* **SOURCE PASSAGE**:
□ □ □ □ □
# Computing the Euclidean Distance

In [None]:
import pandas as pd
import numpy as np
import os 
import math
import random
import matplotlib.pyplot as plt

### Load a Data Set and Save it as a Pandas DataFrame

We will work with a new data set called "cell2cell." This data set is used to analyze cellular telephone customers and can be used to predict whether a customer will remain with their current telecom service or leave to another.



In [None]:
filename = os.path.join(os.getcwd(), "data","cell2cell.csv")
df = pd.read_csv(filename, header=0)

### Inspect the Data

In [None]:
df.head()

In [None]:
df.dtypes

In [None]:
df.shape

## Euclidean Distance

#### KNN
<p>k-Nearest Neighbors (KNN) is an instance-based learning algorithm. To make a classification for a given unlabeled example $A$, we search the training data for the $k$ nearest neighbors, as defined by some distance metric $d(A,B)$ in which $B$ represents another example. We choose the most common label among the nearest neighbor examples to be our prediction (label) for the unlabeled example.<br>
    
The most commonly used distance metric for KNN is the Euclidean distance.

#### Euclidean Distance

For two n-dimensional, real-valued vectors $A,B \in \mathbb{R}^n$, the Euclidean distance $eud$ is defined as:

$$ eud(A, B) = \sqrt{\sum_{i=1}^{n}{(B_i-A_i)^2}}$$


Euclidean distance finds the distance between two vectors of the same length. In this formula, $A_i$ is the $ith$ coordinate of vector $A$, and $B_i$ is the $ith$ coordinate of vector $B$.


Let's relate this to a dataset. Let's think of the vectors $A$ and $B$ as being two examples (rows) in a dataset. 

Let $A = <x^a_1,...x^a_n>$ be a $n$-dimensional vector ($x^a_i$ is the $ith$ feature in example $A$ and $n$ is the total number of features).
□ □ □ □ □
* **LISTED RECORDS**:

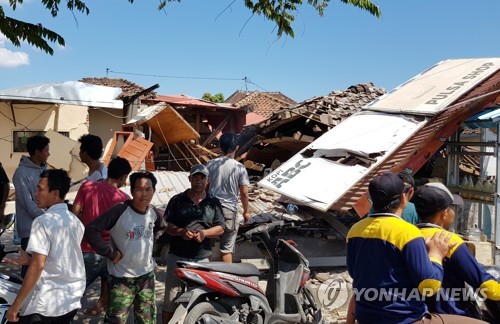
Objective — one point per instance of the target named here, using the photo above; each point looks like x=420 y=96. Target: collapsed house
x=63 y=111
x=401 y=130
x=289 y=130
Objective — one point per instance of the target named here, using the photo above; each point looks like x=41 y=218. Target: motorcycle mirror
x=8 y=221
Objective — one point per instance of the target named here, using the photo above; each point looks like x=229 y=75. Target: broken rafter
x=204 y=149
x=193 y=154
x=184 y=155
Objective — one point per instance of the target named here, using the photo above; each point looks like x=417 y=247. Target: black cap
x=199 y=168
x=384 y=189
x=433 y=197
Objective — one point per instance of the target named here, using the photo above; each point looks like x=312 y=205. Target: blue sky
x=199 y=39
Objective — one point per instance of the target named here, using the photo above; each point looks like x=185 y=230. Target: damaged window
x=345 y=156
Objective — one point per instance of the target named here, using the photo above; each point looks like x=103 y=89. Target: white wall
x=38 y=117
x=104 y=123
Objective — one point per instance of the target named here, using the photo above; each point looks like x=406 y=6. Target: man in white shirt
x=55 y=280
x=228 y=180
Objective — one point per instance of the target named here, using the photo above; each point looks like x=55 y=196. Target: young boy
x=435 y=206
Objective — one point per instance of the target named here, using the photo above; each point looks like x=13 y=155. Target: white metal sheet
x=436 y=88
x=68 y=92
x=319 y=182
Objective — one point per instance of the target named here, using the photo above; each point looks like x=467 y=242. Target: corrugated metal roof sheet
x=438 y=87
x=411 y=153
x=485 y=119
x=414 y=152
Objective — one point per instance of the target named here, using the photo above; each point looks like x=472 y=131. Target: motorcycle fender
x=179 y=315
x=185 y=302
x=257 y=303
x=211 y=319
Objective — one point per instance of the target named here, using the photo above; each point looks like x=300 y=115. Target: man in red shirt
x=93 y=199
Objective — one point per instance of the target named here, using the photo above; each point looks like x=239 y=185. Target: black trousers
x=40 y=319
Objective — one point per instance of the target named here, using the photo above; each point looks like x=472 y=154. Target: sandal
x=95 y=311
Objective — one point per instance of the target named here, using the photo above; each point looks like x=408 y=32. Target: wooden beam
x=216 y=131
x=13 y=114
x=198 y=122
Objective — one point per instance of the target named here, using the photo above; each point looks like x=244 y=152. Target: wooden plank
x=216 y=131
x=276 y=124
x=204 y=149
x=183 y=154
x=127 y=138
x=193 y=154
x=171 y=127
x=134 y=155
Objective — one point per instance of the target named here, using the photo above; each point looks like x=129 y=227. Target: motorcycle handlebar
x=261 y=228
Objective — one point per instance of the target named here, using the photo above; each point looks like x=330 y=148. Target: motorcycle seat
x=239 y=269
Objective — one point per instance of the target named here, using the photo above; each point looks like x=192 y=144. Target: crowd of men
x=401 y=247
x=109 y=234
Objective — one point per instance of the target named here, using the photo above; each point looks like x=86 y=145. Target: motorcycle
x=9 y=285
x=223 y=293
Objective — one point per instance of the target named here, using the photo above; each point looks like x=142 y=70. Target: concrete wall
x=104 y=123
x=37 y=117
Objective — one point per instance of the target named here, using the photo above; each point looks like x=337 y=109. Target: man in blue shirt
x=389 y=257
x=435 y=206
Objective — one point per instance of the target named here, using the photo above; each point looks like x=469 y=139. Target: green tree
x=218 y=97
x=281 y=12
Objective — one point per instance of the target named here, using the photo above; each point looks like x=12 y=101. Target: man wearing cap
x=385 y=253
x=435 y=205
x=193 y=217
x=228 y=179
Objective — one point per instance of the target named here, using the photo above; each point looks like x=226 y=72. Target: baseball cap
x=199 y=168
x=384 y=189
x=433 y=197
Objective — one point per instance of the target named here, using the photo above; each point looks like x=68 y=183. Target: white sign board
x=435 y=89
x=319 y=182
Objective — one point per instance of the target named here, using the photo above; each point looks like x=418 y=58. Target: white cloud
x=11 y=59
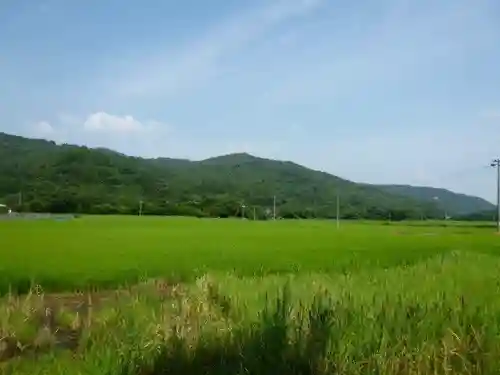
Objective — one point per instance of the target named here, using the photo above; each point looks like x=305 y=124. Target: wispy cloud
x=198 y=61
x=43 y=128
x=490 y=114
x=105 y=122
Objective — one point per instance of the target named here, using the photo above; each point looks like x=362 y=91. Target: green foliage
x=453 y=204
x=108 y=251
x=70 y=179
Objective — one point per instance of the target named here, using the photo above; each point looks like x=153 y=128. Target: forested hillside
x=453 y=204
x=40 y=176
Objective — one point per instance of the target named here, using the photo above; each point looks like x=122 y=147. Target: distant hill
x=455 y=204
x=67 y=178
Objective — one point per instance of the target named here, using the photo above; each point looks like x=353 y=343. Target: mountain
x=41 y=176
x=454 y=204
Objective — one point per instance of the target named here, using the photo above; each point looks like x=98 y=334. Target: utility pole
x=496 y=164
x=274 y=207
x=338 y=210
x=20 y=200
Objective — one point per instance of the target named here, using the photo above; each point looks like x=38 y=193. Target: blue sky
x=379 y=91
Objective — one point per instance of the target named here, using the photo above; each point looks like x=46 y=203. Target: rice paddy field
x=148 y=296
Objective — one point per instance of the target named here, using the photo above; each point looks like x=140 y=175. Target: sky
x=377 y=91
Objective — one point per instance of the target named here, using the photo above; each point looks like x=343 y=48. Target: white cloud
x=199 y=61
x=44 y=128
x=491 y=114
x=105 y=122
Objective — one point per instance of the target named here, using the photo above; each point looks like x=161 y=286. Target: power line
x=496 y=164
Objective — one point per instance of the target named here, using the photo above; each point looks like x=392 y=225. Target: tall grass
x=104 y=252
x=438 y=316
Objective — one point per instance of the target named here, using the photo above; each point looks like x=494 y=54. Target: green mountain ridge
x=77 y=179
x=455 y=204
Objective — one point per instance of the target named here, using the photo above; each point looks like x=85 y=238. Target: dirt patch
x=59 y=319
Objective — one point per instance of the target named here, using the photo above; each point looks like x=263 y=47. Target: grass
x=249 y=298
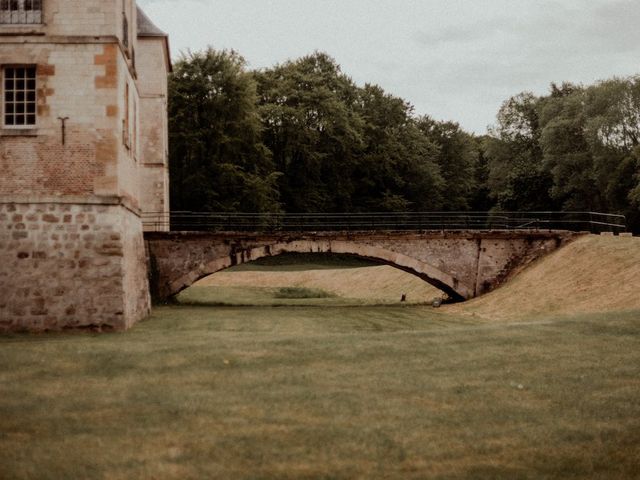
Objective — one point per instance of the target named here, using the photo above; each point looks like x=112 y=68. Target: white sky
x=452 y=59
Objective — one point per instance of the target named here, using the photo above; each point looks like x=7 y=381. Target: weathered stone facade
x=464 y=264
x=73 y=192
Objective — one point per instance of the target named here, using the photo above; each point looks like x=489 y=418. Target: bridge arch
x=430 y=274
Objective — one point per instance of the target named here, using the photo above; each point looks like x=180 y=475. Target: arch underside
x=439 y=279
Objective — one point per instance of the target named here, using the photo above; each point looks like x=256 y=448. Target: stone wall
x=463 y=264
x=66 y=265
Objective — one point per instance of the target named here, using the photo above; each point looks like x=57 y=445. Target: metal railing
x=20 y=12
x=296 y=222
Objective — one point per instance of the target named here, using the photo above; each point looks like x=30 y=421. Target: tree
x=457 y=156
x=306 y=108
x=218 y=161
x=518 y=179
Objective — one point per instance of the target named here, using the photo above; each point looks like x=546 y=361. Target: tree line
x=303 y=137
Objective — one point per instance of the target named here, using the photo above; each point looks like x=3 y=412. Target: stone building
x=83 y=159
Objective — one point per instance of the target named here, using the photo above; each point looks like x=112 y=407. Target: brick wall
x=71 y=266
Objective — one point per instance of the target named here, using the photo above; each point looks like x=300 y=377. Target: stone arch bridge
x=464 y=264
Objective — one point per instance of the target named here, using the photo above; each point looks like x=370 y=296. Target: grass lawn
x=324 y=392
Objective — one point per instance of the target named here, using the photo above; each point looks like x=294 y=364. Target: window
x=125 y=30
x=19 y=96
x=19 y=12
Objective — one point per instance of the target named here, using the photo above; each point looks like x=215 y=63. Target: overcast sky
x=452 y=59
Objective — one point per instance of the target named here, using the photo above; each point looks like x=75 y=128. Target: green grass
x=302 y=293
x=308 y=392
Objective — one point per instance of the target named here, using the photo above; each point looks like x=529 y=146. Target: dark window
x=19 y=12
x=19 y=99
x=125 y=30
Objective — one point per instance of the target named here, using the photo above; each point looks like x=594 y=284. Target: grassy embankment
x=334 y=392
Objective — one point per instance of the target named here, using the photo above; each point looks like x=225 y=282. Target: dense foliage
x=303 y=137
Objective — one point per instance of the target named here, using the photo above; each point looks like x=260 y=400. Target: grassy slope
x=383 y=392
x=592 y=274
x=362 y=392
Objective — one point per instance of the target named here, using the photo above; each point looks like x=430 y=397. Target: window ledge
x=11 y=30
x=18 y=132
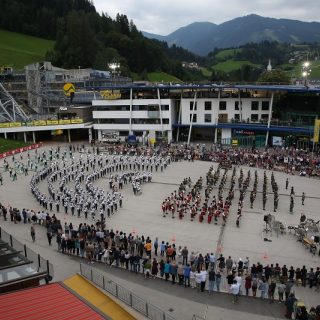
□ □ □ □ □
* **REQUIRED TASK 1**:
Quote the Euclidean distance notebook between "For two n-dimensional, real-valued" and "in a dataset.", inclusive.
* **REQUIRED TASK 2**:
According to the Euclidean distance notebook, which distance metric is most commonly used for KNN?

* **CORRECT OUTPUT 1**:
For two n-dimensional, real-valued vectors $A,B \in \mathbb{R}^n$, the Euclidean distance $eud$ is defined as:

$$ eud(A, B) = \sqrt{\sum_{i=1}^{n}{(B_i-A_i)^2}}$$


Euclidean distance finds the distance between two vectors of the same length. In this formula, $A_i$ is the $ith$ coordinate of vector $A$, and $B_i$ is the $ith$ coordinate of vector $B$.


Let's relate this to a dataset. Let's think of the vectors $A$ and $B$ as being two examples (rows) in a dataset.

* **CORRECT OUTPUT 2**:
The Euclidean distance.